DOCUMENT EXTRACT:
One way to get around this sensitivity to warmup is to evaluate ESS/second after warmup (or what you might call “burnin” if you’re still following BUGS’s terminology). But given that we rarely need more than ESS = 100 and want to run at least 4 parallel chains to debug convergence, that’s not many iterations and you start getting a lot of variance in the number of iterations it takes to get there. And things are even more sensitive to getting adaptation right. And also, I don’t think ESS/second after warmup is the metric practitioners care about unless they’re trying to evaluate tail statistics, at which point they should be seriously considering control variates rather than more sampling.
In other words, this is a really hard problem.
I then read Perry’s follow up and couldn’t help myself. I actually looked at their Stan code. Then I had a follow up comment.
I just read their source code. It’s not exactly Stan best practices for statistics or computation. For instance, in mixture_model.stan, there are redundant data computations per iteration (line 25), redundant distributions (also line 25), inefficient function calls (line 31), and a conjugate parameterization inducing extra work like sqrt (line 23). Then in AFT_non_informative.stan, they use very weakly informative priors (so it’s misnamed), there are missing constraints on constrained variables (lines 17, 32), redundant computation of subexpressions and of constants (lines 26, 27), missing algebraic reductions (also lines 26 and 27), redundant initialization and setting (lines 22/23 and 26/27), redundant computations (line 32).

REQUIREMENT A: Render this sentence from the Stan sampling discussion into German: "And also, I don’t think ESS/second after warmup is the metric practitioners care about unless they’re trying to evaluate tail statistics, at which point they should be seriously considering control variates rather than more sampling."
REQUIREMENT B: Continue the Stan sampling discussion beyond its final sentence, writing in the same voice.

GIVEN DATA:
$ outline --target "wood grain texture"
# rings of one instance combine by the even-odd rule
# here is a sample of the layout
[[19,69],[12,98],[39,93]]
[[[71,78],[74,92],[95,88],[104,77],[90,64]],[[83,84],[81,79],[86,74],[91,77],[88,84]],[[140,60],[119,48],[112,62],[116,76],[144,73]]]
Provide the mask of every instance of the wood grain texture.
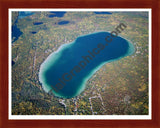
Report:
[[[152,8],[152,120],[8,120],[9,8]],[[159,0],[1,0],[0,2],[0,128],[159,128],[160,127],[160,1]]]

OUTPUT A: Und außerdem glaube ich nicht, dass ESS/Sekunde nach dem Warmup die Kennzahl ist, die Praktiker interessiert, es sei denn, sie versuchen, Statistiken an den Verteilungsrändern zu bewerten; an diesem Punkt sollten sie ernsthaft Kontrollvariaten in Betracht ziehen statt weiterer Stichprobenziehung.

OUTPUT B:
The worst case for efficiency is in their coding of linear models where they use a loop rather than a matrix multiply (LinearModel_conjugate.stan, lines 30–32, which also violates every naming convention in the world by mixing underscore separators and camel case). This code also divides by 2 everywhere when it should be multiplying by 0.5 and it also has a bunch of problems like the other code of missing constraints (this one’s critical—`sigma` needs to be constrained to be greater than 0).
Then when we look at LinearModel_non_informative_hc.stan, things get even worse. It combines the problems of LinearModel_conjugate with two really bad ones for performance: not vectorizing the normal distribution and needlessly truncating the Cauchy distribution. These would add up to at least a factor of 2 and probably much more.
And of course, none of these exploited within-chain parallelization or GPU. And no use of sufficient stats in the conjugate cases like Linear_model_conjugate.stan.